§ Work to complete: In the entries below, find every line with "hair" and copy it.

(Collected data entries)

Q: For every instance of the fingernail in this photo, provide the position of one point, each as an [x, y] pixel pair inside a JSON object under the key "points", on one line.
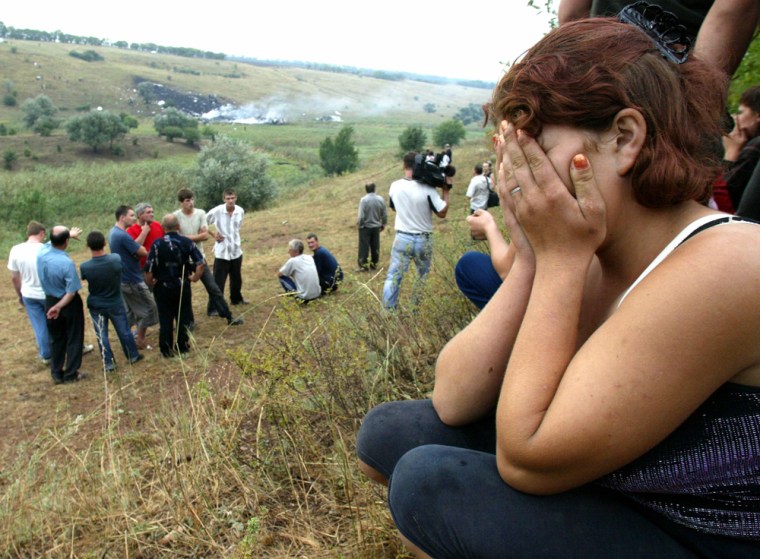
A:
{"points": [[580, 162]]}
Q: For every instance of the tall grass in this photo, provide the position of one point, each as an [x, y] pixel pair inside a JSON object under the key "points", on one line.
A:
{"points": [[254, 457]]}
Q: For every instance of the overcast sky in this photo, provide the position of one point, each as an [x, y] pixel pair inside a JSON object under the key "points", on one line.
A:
{"points": [[450, 39]]}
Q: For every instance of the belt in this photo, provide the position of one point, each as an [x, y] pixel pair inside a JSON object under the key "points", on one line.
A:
{"points": [[415, 234]]}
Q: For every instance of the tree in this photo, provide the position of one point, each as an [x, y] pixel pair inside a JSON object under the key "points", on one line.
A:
{"points": [[449, 132], [339, 156], [228, 163], [96, 129], [412, 139], [170, 120], [469, 114], [39, 114]]}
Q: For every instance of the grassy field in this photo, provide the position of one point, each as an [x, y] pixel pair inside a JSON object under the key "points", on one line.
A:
{"points": [[243, 449]]}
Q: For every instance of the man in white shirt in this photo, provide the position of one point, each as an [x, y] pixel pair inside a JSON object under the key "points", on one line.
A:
{"points": [[299, 274], [228, 250], [194, 225], [414, 203], [22, 262]]}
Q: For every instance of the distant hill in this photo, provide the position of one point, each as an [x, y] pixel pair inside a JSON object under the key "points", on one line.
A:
{"points": [[111, 78]]}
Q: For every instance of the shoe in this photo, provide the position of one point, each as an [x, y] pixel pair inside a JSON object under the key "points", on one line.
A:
{"points": [[139, 357]]}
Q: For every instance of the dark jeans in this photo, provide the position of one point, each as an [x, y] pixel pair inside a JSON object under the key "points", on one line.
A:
{"points": [[446, 497], [231, 268], [477, 278], [66, 339], [215, 296], [369, 244], [118, 316], [174, 305]]}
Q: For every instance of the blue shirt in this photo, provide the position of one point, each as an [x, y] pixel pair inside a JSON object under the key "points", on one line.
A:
{"points": [[58, 273], [103, 275], [126, 247]]}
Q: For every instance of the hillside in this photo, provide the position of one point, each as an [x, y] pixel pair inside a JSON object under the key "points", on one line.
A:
{"points": [[33, 68]]}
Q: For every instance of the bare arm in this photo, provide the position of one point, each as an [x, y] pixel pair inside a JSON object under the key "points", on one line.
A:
{"points": [[726, 33]]}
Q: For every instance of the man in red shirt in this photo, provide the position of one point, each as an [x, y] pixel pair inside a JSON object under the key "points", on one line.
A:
{"points": [[146, 230]]}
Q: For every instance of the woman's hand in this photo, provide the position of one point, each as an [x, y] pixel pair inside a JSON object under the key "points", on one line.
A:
{"points": [[554, 222]]}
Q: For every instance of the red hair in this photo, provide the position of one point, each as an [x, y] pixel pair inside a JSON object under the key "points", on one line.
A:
{"points": [[584, 72]]}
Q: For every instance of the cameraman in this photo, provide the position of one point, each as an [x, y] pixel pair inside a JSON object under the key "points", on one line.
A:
{"points": [[414, 203]]}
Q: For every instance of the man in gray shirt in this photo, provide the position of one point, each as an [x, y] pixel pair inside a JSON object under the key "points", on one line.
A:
{"points": [[373, 217]]}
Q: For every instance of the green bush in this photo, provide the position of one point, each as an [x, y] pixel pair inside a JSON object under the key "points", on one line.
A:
{"points": [[340, 156]]}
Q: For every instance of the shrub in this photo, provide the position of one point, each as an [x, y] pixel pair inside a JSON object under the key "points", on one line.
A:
{"points": [[228, 163], [340, 156], [412, 139]]}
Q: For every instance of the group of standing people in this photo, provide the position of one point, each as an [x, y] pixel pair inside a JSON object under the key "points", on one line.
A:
{"points": [[143, 281]]}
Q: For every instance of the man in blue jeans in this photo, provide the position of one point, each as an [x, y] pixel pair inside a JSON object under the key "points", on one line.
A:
{"points": [[414, 203], [103, 275]]}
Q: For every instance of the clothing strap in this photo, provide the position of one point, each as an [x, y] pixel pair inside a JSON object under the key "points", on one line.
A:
{"points": [[695, 227]]}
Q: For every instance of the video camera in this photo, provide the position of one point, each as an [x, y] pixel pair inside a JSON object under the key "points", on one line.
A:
{"points": [[429, 173]]}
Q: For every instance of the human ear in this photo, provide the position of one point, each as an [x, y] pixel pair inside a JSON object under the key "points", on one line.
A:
{"points": [[630, 130]]}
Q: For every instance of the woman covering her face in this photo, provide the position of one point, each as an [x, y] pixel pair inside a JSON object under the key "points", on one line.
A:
{"points": [[606, 401]]}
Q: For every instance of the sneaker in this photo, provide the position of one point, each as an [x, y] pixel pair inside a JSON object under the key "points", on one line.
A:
{"points": [[139, 357]]}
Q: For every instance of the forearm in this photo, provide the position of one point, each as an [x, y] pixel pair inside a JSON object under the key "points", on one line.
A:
{"points": [[726, 33], [470, 368], [546, 344]]}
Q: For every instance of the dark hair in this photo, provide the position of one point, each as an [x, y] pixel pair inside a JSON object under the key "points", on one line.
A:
{"points": [[751, 98], [121, 211], [59, 239], [96, 240], [586, 71], [185, 194], [409, 160], [34, 228]]}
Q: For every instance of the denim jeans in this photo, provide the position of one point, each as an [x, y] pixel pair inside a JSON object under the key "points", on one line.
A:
{"points": [[117, 314], [35, 309], [407, 247]]}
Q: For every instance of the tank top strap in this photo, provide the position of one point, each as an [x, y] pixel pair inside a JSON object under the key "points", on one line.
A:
{"points": [[686, 233]]}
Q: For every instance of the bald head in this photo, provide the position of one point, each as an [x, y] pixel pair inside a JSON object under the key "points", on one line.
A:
{"points": [[170, 223], [59, 236]]}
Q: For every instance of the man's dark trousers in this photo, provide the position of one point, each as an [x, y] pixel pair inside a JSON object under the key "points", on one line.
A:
{"points": [[233, 269], [66, 339], [174, 305], [369, 244]]}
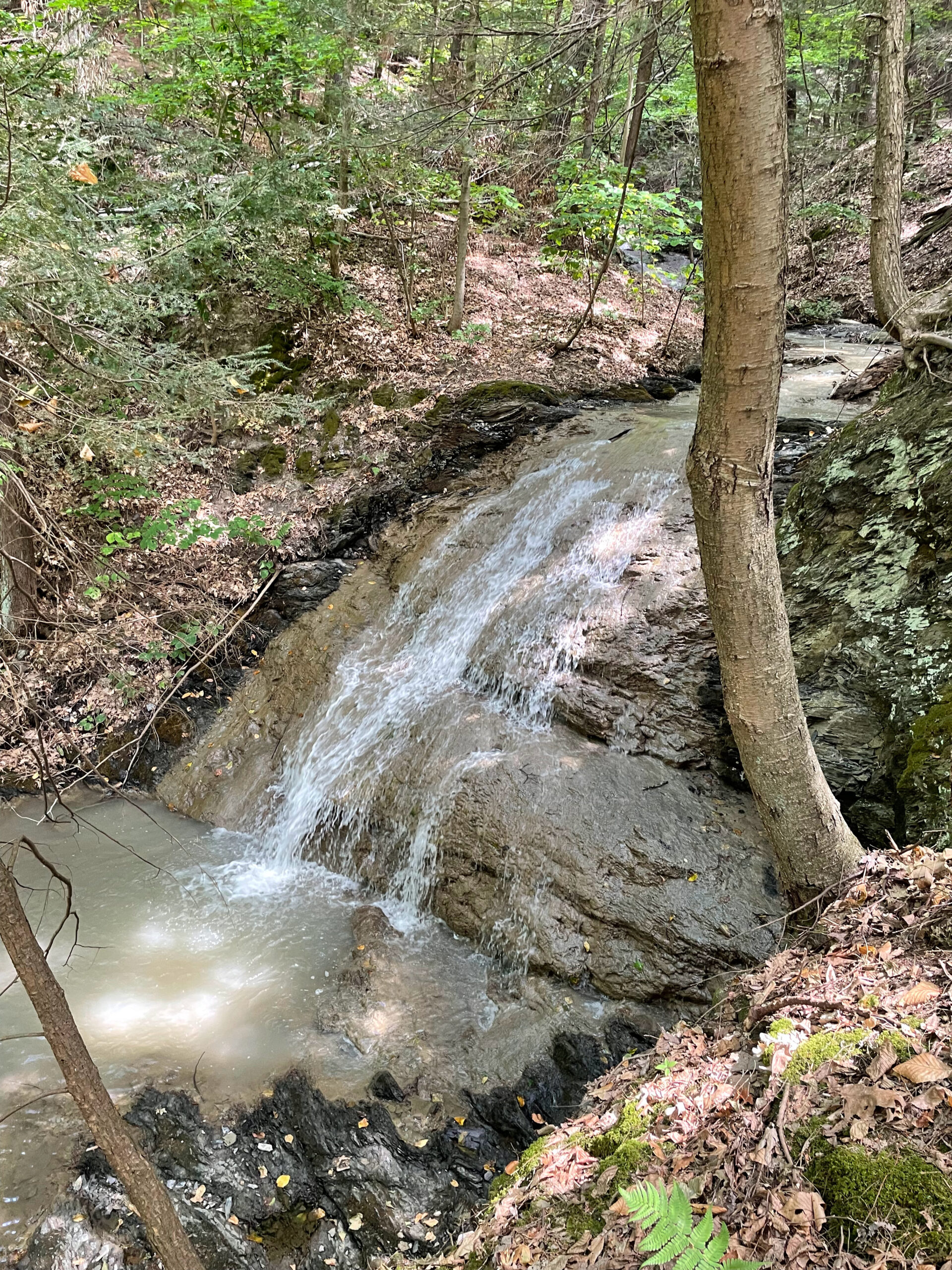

§ Exercise output:
Q: For every instance of the red hair in this photo, provide the position of one point, each as an [x, y] pixel pair inside a JSON object under the key "points", on one line.
Q: For every instance of the dark hair in this photo, provide the position of one point, each as an [x, y] pixel pair inside a JSON object under the key "points", on one line.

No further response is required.